ACTIVITY 1: Using the Global Health Pathway spotlight on LCDR Colin Smith, decide whether each statement agrees with it: (a) the deployment lasted less than a month, (b) the team cared for more than 1,000 people infected with COVID-19, (c) Smith was a fourth year resident at Duke. Answer yes or no for each, quoting the words from the spotlight that settle it.
ACTIVITY 2: Pick up the Global Health Pathway spotlight on LCDR Colin Smith after its last sentence and carry it forward.

SELECTED PASSAGE:
'''
Global Health Pathway Spotlight: LCDR Colin Smith, MD, US Public Health Service

Lieutenant Commander Colin Smith, Javits Center, New York City, April 2020In March 2020, I was deployed to assist in standing up a federal alternative care site for patients with COVID‐19 in the Javits Convention Center in New York City (NYC). As a commissioned officer in the U.S. Public Health Service Commissioned Corps and fifth year Medicine‐Psychiatry resident at Duke, I felt morally obligated to respond to the call to provide clinical care to people and communities at the epicenter of our country’s crisis. Beyond that, as a Global Health Pathway (GHP) resident at the Duke Global Health Institute / Hubert‐Yeargan Center for Global Health, the call appealed to the connection that I see between local and global health disparities. During the greater than one month‐long deployment, our team cared for more than 1,000 people infected with COVID‐19.

Indeed, those individuals most impacted by the epidemic in NYC were the socially and medically vulnerable.
'''
RECORDS PROVIDED:
'''
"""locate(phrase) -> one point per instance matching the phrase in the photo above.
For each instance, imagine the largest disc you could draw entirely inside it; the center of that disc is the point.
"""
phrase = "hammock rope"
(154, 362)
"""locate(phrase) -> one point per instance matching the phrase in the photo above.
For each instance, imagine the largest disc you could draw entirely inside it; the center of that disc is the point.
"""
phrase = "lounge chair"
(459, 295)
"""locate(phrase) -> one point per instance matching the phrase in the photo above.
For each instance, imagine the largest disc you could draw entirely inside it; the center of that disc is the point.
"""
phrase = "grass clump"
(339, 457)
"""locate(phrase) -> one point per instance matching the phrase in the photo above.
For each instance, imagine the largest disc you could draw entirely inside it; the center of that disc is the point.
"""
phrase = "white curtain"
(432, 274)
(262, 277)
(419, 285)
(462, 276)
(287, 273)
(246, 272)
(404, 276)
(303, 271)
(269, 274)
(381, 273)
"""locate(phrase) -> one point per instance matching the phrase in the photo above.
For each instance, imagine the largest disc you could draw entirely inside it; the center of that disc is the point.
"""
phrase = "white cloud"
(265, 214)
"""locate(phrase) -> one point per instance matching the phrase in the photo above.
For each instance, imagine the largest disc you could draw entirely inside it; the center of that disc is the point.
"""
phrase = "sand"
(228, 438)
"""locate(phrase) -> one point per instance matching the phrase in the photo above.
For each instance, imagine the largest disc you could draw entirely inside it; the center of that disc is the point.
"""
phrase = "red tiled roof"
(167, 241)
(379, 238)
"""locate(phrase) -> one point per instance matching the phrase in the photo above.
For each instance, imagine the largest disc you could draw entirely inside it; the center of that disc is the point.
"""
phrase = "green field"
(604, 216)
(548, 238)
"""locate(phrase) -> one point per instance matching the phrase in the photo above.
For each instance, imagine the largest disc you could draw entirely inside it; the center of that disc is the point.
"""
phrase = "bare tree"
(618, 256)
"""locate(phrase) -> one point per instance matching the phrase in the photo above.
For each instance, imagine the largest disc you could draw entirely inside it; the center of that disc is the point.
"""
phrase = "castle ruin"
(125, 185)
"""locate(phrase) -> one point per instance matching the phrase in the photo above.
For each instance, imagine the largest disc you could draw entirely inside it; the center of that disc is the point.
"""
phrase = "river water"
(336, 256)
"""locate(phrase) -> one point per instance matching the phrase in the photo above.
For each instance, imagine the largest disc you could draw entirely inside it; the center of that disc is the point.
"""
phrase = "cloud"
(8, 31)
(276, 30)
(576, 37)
'''
ANSWER 1:
(a) No: "During the greater than one month‐long deployment"
(b) Yes: "our team cared for more than 1,000 people infected with COVID‐19"
(c) No: "fifth year Medicine‐Psychiatry resident at Duke"

ANSWER 2:
Since returning from NYC with a reinvigorated interest in local health disparities, I have immersed myself in the local Duke global health community. I have worked with multi‐disciplinary groups investigating the impact of COVID‐19 on vulnerable populations, including people experiencing homeless in Durham. My hope is that our work prevents the socially vulnerable from bearing an unjust burden of COVID‐19 as has been the case thus far. To reduce local racial disparities in health outcomes, I am also investigating racial disparities in psychiatric triage, disposition and diagnosis at Duke University Hospital.

The GHP Program has given me access to a team of skilled researchers and clinicians with expertise in designing and conducting this meaningful local global health work. After graduating from Duke, I will join the Indian Health Service, where I hope to use the skills developed from the GHP to reduce health inequities faced by American Indian/Alaska Native communities.